RECORDS Block Start

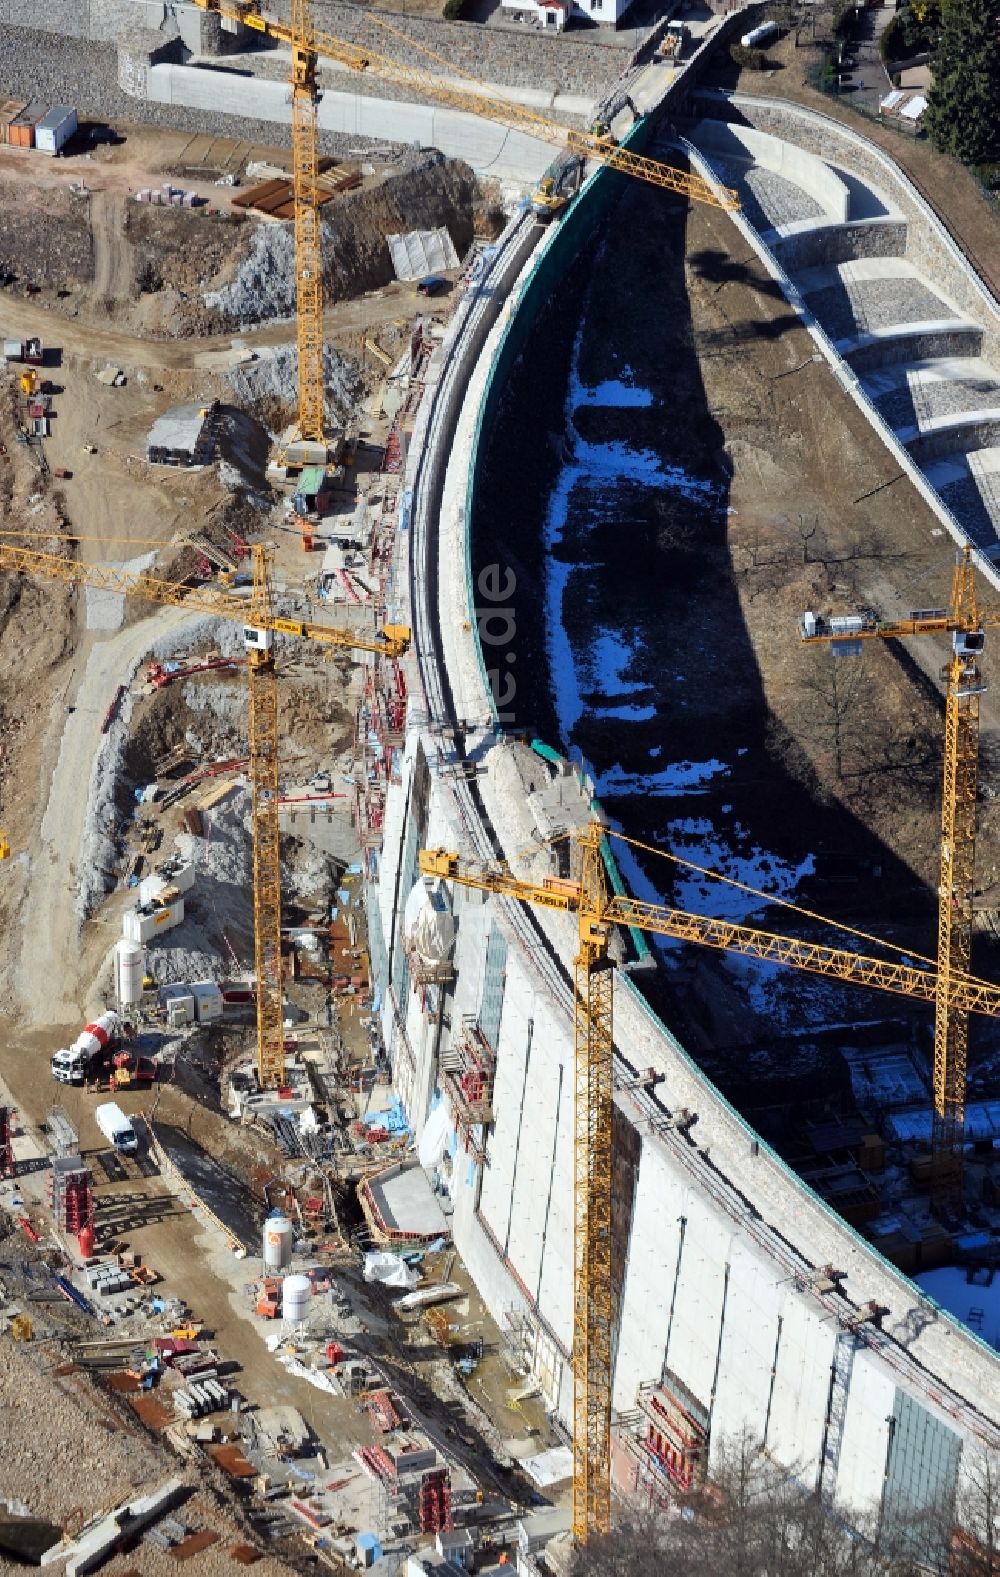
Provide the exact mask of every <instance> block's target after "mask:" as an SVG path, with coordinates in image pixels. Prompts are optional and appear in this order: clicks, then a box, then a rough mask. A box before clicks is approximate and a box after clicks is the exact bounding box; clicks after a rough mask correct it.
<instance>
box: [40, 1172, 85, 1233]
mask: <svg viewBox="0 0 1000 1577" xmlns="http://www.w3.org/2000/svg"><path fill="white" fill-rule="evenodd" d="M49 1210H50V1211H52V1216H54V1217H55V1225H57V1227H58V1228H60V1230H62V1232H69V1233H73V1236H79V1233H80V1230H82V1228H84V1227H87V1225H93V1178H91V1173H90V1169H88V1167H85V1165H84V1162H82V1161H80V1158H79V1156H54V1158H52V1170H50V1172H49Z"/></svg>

RECORDS Block End
RECORDS Block Start

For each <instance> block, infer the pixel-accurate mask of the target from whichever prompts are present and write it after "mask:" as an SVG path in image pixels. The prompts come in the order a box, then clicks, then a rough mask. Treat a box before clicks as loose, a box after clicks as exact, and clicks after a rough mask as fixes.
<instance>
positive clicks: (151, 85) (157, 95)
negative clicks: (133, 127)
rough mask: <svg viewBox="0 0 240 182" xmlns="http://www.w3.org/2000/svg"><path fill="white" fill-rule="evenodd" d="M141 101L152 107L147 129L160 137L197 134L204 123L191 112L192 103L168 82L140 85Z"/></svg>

RECORDS Block End

_DESCRIPTION OF THE TASK:_ Print the stretch from the line containing "For each <instance>" through the line containing "rough mask: <svg", copying every line without change.

_SOLVED EXERCISE:_
For each <instance> block, infer the pixel-accurate mask of the target from whichever prompts are present and write it after "mask:" as an SVG path in image pixels. The prompts come in the order a box, then clicks, then a rough mask. Treat a box before clicks as loose, a box after clicks as exact, and clicks after a rough mask as fixes.
<instance>
positive clicks: (151, 85) (157, 95)
negative clicks: (133, 127)
rough mask: <svg viewBox="0 0 240 182" xmlns="http://www.w3.org/2000/svg"><path fill="white" fill-rule="evenodd" d="M141 101L152 107L147 129L160 137L197 134L204 123L191 112L192 103L168 82L140 85Z"/></svg>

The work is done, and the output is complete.